_Exercise_
Starting at the top line, return each entry word for word.

Data excerpts:
⁂

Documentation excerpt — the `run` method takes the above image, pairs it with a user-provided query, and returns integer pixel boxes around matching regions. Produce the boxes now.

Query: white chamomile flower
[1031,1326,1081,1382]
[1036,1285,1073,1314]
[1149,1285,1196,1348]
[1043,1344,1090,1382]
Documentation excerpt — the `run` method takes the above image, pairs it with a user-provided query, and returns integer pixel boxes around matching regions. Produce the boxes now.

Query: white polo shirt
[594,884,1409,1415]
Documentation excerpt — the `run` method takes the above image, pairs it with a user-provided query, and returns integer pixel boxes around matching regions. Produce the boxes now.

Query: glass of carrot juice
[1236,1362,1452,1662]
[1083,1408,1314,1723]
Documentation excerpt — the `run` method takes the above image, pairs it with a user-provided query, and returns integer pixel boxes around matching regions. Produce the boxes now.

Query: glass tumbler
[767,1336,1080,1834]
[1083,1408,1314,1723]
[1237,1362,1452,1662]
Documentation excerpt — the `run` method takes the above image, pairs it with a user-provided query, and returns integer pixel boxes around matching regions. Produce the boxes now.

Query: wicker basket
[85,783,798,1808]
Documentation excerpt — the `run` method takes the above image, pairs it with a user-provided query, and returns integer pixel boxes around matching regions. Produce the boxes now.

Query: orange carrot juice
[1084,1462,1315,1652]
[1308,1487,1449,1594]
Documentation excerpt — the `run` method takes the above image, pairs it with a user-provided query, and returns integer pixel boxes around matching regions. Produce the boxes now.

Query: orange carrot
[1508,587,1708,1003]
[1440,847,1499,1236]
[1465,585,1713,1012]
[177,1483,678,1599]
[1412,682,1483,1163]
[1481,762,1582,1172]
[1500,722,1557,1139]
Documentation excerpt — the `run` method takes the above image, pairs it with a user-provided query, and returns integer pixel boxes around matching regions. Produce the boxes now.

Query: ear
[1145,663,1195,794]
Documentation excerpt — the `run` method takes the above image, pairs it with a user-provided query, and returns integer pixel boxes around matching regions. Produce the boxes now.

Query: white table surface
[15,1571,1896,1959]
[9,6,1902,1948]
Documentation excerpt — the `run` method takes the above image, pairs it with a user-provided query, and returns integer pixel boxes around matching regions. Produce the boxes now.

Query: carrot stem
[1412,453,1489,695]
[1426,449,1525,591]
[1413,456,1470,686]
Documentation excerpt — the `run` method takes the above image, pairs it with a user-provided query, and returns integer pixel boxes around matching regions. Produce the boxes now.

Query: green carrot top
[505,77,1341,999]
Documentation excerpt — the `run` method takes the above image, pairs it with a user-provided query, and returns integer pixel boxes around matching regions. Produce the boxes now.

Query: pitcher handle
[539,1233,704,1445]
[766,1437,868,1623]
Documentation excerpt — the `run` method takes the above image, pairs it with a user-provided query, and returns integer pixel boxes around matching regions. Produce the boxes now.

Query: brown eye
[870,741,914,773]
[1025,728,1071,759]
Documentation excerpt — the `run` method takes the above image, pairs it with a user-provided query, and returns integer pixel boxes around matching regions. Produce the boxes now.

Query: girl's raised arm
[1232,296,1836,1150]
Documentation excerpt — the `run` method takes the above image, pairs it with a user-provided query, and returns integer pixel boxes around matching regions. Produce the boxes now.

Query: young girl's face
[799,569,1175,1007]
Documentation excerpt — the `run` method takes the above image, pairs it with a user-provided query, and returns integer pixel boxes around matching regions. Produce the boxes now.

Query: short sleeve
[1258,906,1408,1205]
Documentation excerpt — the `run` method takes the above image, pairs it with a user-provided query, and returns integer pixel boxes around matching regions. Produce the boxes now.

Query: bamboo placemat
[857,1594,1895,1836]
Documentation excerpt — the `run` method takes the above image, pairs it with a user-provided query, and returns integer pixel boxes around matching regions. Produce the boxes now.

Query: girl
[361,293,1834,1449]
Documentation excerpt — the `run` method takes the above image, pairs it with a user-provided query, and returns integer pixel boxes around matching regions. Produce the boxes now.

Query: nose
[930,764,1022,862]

⁂

_Expected answer_
Documentation excerpt — the `run` method takes the above image, pairs it with a user-provided query, and returns integer pixel boxes around matching regions. Produce the boxes now.

Query: white chamomile flower
[1031,1326,1081,1382]
[1036,1285,1073,1314]
[1149,1285,1196,1348]
[1043,1344,1090,1382]
Documentation excerpt — the `run` method takes the above image, pairs it with a user-provided query, and returns integer pixel boxes around matching regions. Produce the boxes now.

Query: white polo shirt
[594,884,1409,1415]
Documentation excerpt — the `run` method takes the above image, pairs it with a user-provided query, and returns integer pixel boxes around matching regions. Produce the boxes now.

Query: glass of carrot juice
[1236,1362,1452,1662]
[1083,1408,1314,1723]
Documentation excerpt — the `run` method takes the above image, pairs it with a user-provided query, and returns integer pixel boxes around matching regions. Produce the boxes now.

Query: glass tumbler
[767,1336,1080,1834]
[1083,1408,1314,1723]
[1237,1362,1452,1662]
Documentation excerpt — the `run` method takes the above image, pairs it with a user-provided query, and returns integer pixel boxes around matching regions. Produce the boxes now.

Query: wicker basket
[85,783,798,1808]
Documentation excerpt — the `run` method takes the above image, pairs it with a user-provided query, and returns integer pixel boxes around matching regions. Produce the boxes now.

Query: orange carrot juice
[1084,1462,1315,1652]
[1308,1487,1449,1594]
Documentation excerpt — the `run` method takes the above image, pairs it with a user-provided query, and returns integer pixel boxes around matching regions. Produce the boxes now.

Query: orange carrot
[1508,587,1708,1003]
[1440,847,1499,1236]
[1465,585,1713,1012]
[177,1483,678,1599]
[1412,682,1483,1163]
[1481,762,1582,1172]
[1500,722,1557,1139]
Documentation excerpt — the `run` method takes the above image, pairs it with a user-provided query, and returns integer pixel boxes around matching regions. Produce the boxes now.

Query: ear
[1145,663,1195,794]
Documentation excerpt — the `run` method takes the above image, pairs it with a user-provided query, and returns integer pixel boxes around matching regions. Produce the boxes now.

Query: white table surface
[15,1571,1896,1959]
[9,6,1902,1948]
Documentation excerpt — the `run` method takes the above image, pairs it with a user-provided query, and returns integer pixel boxes around matching regions. Produce the boxes now.

Query: carrot stem
[1412,453,1489,695]
[1426,449,1525,591]
[1413,456,1470,686]
Documentation excerpt — the `run` method takes the above image, pairs it with a user-provided query, and returns integer pixel boxes around matching regions. Produce the boxes now.

Query: green carrot top
[505,77,1341,999]
Documentation excerpt — the `run` method takes the above image, pairs it with a user-provided query, and returns integer pixel boxes around matching regions. Produce the boxes now.

Query: pitcher handle
[539,1233,704,1445]
[766,1437,868,1623]
Documentation excerpt — the `run` method takes the above image, pairs it with a user-provided query, and returns integer pixel boxes around matching regions. Produce the boxes now.

Query: brown eye
[870,741,914,773]
[1025,728,1071,759]
Documentation excerpt — the `run` method takes the above image, pairs it with a user-provided query, and returns integer pixel boxes around matching regions. Produce the boxes now.

Query: girl's raised arm
[1232,296,1836,1150]
Documentation excerpt — the `run` method takes the above image, pairs it with a user-provided query, and returns integer pixel boxes around matching regions. Produce the boxes now.

Query: young girl's face
[799,569,1175,1007]
Documentation excerpt — the `run` method takes the above image, pairs it with a user-provided query, and returns integer pixel boxes around matching regions. Produce the boxes now.

Query: short sleeve
[1258,906,1408,1205]
Documentation excerpt — the `run` method takes the above image, pairs it with a user-provided query, and returns integer pixel boxes around matching regions. Produce the boxes now.

Query: bamboo placemat
[857,1594,1895,1836]
Documentation excerpt — the `run` method takes the above image, pairs it with a user-provided query, and returns integer pixel boxes around matching regions. Produce the boxes now.

Query: girl
[361,293,1834,1449]
Documentation excerpt — the `run` method takes the above image, pairs it with a user-provided query, and returns integer pixel boxes around matching regions. Produce the boxes now.

Query: nose
[930,764,1022,862]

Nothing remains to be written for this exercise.